* GIVEN TASK 1
Extract the passage of the text on the Hercule component below from "This component also" up to and including "of law-enforcement organisations.".
* GIVEN TASK 2
According to the text on the Hercule component below, what does the component's financial support mostly consist of?
* GIVEN TASK 3
Decide whether each statement agrees with the text on the Hercule component below: (a) the component's financial support is used to purchase forensic tools; (b) indicative priority areas are updated every five years; (c) the training section funds webinars. Answer yes or no for each, and quote the deciding words.

* TEXT
§ §

What are the programme’s main activities?
The financial support provided by the Hercule component mostly consists of grants awarded to competent authorities in EU countries. The grants aim to strengthen the operational and technical capacity of EU countries to investigate activities detrimental to the EU budget. The financial support is used to purchase technical equipment and tools, such as investigation and surveillance equipment, forensic tools, and tools to analyse data.
This component also finances training, staff exchanges, risk-analysis workshops, conferences, and comparative studies. It helps national authorities, research bodies, educational institutes, and NGOs to: (i) share best practices; and (ii) improve cooperation and coordination between people involved in protecting the EU’s financial interests. The programme also supports specialised training to improve and update the digital-forensic and analytical skills of law-enforcement organisations.
What's new in this programme?
The Hercule component provides updated support, in particular for technical assistance activities. It takes into account: (i) the changing nature of fraud; (ii) new EU programmes for national authorities to purchase equipment (such as the customs-control equipment programme); and (iii) a stronger focus on supporting on the expenditure side.
The training section in the new programme continues to provide funding for training, conferences, seminars, studies, webinars, and e-learning activities. This training should aim at preventing and combating: (i) fraud; (ii) corruption; and (iii) any other illegal activities affecting the EU’s financial interests. Indicative priority areas are proposed in the call for proposals, and are updated every year.

§ §

* DATASET CONTENT

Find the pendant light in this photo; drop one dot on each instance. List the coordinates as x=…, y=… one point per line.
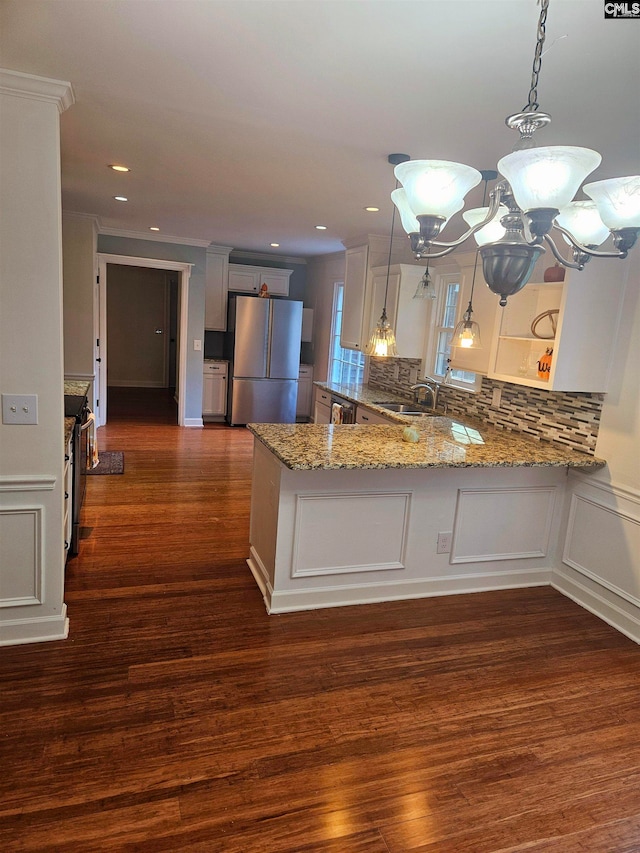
x=467, y=333
x=537, y=188
x=382, y=342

§ §

* FULL SOLUTION 1
This component also finances training, staff exchanges, risk-analysis workshops, conferences, and comparative studies. It helps national authorities, research bodies, educational institutes, and NGOs to: (i) share best practices; and (ii) improve cooperation and coordination between people involved in protecting the EU’s financial interests. The programme also supports specialised training to improve and update the digital-forensic and analytical skills of law-enforcement organisations.

* FULL SOLUTION 2
Grants awarded to competent authorities in EU countries.

* FULL SOLUTION 3
(a) Yes: "The financial support is used to purchase technical equipment and tools, such as investigation and surveillance equipment, forensic tools, and tools to analyse data."
(b) No: "Indicative priority areas are proposed in the call for proposals, and are updated every year."
(c) Yes: "The training section in the new programme continues to provide funding for training, conferences, seminars, studies, webinars, and e-learning activities."